Records from a collection:
* * * * *

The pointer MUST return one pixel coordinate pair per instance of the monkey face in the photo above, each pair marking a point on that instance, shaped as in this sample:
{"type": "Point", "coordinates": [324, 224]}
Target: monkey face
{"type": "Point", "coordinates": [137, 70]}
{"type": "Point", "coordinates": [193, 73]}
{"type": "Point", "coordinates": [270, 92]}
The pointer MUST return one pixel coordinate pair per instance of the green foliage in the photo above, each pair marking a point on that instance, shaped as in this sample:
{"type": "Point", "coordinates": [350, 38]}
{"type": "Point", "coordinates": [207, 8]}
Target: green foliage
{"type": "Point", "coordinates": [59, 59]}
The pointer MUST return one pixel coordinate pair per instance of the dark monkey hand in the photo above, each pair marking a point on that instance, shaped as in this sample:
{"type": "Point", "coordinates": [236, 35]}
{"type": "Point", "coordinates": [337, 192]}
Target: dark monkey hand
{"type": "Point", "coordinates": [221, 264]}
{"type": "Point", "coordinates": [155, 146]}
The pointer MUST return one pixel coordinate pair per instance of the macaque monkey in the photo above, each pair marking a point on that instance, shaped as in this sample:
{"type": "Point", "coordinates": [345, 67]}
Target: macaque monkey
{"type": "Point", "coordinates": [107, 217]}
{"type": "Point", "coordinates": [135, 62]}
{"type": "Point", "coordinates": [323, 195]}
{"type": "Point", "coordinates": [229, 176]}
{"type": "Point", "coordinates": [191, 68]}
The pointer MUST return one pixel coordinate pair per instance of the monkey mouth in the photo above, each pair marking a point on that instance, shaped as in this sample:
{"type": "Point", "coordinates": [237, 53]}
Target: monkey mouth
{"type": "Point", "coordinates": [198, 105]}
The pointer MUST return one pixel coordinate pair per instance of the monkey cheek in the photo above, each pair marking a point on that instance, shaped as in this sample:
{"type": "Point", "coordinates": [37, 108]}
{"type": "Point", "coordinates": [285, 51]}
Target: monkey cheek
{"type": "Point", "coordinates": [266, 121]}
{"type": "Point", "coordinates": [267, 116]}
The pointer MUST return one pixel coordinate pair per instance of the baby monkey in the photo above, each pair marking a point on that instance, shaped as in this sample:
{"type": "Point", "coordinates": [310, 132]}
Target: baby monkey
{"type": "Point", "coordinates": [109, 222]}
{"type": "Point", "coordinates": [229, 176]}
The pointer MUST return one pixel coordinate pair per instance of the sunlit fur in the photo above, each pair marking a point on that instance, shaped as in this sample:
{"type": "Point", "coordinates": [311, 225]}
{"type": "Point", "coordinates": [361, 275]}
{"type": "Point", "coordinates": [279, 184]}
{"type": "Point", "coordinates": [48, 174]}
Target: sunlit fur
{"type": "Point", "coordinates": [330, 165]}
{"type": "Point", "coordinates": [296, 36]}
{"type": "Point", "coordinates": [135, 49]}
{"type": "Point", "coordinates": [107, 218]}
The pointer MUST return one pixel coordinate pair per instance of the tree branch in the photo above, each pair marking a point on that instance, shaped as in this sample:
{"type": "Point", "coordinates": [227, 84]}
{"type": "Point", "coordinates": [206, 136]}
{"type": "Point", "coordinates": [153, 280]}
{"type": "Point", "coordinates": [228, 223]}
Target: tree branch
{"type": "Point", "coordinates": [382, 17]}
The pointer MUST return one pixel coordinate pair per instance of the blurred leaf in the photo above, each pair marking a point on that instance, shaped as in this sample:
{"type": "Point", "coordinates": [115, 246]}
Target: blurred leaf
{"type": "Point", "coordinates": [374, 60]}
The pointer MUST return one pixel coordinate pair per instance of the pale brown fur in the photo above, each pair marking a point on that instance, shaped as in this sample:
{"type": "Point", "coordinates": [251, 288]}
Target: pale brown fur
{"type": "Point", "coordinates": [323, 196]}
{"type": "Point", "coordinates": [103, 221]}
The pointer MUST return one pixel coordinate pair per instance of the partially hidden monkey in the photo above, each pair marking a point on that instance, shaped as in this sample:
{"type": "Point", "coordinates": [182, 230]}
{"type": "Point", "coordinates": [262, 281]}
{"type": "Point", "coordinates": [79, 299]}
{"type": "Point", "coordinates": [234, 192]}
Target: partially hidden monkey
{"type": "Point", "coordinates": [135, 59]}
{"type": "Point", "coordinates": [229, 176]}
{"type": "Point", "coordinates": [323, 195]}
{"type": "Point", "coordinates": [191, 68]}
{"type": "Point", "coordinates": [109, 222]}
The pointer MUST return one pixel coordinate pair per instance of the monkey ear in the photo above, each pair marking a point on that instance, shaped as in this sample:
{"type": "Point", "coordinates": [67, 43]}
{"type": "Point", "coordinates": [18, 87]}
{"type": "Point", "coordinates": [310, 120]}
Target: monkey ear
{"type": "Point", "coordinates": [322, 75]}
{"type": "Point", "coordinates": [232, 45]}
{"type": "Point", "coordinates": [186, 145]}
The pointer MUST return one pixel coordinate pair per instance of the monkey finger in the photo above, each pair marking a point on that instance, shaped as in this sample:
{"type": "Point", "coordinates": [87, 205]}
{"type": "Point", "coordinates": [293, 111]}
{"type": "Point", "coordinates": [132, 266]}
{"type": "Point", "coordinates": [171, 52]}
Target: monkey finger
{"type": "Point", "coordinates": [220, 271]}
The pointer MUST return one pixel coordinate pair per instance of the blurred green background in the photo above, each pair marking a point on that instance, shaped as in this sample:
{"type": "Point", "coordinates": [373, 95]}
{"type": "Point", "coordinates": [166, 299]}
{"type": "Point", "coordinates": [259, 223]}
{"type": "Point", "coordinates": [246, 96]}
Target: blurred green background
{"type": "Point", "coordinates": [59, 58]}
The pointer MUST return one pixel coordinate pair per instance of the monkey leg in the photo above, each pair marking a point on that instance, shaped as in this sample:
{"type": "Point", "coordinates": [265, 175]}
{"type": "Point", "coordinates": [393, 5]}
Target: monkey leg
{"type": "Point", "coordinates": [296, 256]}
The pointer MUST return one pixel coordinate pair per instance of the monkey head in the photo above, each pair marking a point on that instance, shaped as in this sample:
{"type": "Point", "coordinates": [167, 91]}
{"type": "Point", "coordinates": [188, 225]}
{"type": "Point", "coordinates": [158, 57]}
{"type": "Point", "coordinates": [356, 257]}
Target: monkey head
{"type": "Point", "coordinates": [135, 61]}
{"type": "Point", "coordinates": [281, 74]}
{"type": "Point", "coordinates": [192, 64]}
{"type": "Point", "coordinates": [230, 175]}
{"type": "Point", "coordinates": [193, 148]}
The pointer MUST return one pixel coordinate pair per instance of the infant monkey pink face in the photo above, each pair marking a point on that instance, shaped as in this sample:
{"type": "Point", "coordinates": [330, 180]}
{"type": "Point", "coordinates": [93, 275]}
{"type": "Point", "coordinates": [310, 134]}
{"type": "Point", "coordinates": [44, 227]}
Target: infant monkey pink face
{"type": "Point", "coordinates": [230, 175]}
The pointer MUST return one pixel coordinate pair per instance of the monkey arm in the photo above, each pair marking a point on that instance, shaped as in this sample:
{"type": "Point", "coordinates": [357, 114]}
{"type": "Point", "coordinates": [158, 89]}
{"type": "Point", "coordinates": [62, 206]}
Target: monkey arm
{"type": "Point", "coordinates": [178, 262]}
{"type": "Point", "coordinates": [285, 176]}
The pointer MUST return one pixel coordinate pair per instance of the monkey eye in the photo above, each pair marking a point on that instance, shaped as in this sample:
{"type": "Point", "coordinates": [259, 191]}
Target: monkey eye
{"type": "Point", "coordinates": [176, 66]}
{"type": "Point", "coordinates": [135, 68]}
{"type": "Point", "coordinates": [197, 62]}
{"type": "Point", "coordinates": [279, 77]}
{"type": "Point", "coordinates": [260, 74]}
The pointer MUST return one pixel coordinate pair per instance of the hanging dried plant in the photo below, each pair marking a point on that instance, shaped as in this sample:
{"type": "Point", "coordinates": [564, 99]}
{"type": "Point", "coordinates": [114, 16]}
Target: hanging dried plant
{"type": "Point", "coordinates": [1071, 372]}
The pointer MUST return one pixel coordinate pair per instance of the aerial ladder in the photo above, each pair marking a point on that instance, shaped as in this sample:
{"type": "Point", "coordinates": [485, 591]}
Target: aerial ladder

* * * * *

WHAT IS NEEDED:
A copy of each line in the data above that holds the string "aerial" is needed.

EXERCISE ANSWER:
The pointer MUST return one pixel coordinate pair per instance of the aerial ladder in the photo above, each pair marking a point on that instance, shaped as in this sample:
Target: aerial ladder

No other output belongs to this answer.